WHAT NEEDS TO BE DONE → Your answer needs to include each line of the records in which the string "printer" can be found.

Records excerpted from a collection →

■ ■ ■ ■ ■ ■ ■

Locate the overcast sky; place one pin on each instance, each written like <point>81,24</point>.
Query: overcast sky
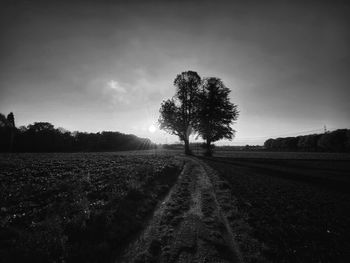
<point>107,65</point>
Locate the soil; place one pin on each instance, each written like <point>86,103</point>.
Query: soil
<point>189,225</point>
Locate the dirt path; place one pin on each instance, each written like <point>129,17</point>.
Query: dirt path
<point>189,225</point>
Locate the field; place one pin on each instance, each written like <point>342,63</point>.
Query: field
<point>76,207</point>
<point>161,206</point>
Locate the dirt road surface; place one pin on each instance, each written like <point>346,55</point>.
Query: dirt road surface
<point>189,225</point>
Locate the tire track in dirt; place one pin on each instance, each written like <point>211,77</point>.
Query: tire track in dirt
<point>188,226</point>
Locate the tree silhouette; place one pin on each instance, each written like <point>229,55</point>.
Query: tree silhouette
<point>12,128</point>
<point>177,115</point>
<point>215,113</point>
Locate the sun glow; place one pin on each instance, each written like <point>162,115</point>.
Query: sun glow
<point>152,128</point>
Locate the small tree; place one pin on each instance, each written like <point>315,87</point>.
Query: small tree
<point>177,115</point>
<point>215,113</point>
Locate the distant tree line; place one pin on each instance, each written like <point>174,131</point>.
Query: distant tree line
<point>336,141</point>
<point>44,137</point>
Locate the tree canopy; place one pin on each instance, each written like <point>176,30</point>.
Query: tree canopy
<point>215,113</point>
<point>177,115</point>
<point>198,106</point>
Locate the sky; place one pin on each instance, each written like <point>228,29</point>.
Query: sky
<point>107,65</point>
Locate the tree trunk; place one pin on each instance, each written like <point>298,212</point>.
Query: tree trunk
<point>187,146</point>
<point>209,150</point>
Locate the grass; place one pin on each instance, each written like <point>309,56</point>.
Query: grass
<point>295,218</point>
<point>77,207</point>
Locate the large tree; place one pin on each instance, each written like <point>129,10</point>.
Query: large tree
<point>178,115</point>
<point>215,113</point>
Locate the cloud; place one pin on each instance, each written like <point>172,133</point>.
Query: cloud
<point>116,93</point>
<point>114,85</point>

■ ■ ■ ■ ■ ■ ■

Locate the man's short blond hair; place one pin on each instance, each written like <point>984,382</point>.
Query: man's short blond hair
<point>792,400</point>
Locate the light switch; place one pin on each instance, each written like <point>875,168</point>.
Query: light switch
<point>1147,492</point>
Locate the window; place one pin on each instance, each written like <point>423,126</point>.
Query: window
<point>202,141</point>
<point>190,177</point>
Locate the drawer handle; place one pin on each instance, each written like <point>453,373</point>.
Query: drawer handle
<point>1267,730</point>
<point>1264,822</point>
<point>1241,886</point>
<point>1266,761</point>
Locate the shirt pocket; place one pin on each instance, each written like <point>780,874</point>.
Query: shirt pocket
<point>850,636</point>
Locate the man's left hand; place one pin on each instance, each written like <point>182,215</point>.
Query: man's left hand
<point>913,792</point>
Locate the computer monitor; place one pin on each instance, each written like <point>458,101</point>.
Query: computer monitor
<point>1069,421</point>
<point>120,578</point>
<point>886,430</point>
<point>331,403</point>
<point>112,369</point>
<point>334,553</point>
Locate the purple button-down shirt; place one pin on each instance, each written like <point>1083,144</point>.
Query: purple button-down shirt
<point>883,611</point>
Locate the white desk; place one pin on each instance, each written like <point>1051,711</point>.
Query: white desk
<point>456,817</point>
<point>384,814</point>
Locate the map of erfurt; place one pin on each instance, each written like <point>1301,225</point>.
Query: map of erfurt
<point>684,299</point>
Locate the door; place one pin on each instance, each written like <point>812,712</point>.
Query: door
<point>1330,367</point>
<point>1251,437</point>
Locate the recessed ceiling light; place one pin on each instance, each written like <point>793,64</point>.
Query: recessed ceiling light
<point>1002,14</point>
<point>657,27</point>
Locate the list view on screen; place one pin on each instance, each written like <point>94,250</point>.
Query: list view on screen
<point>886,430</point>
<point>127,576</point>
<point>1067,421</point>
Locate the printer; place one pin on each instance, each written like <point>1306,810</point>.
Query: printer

■ ■ ■ ■ ■ ■ ■

EXERCISE SOLUTION →
Locate the printer; place one pin on each instance, each written like <point>1306,810</point>.
Query: printer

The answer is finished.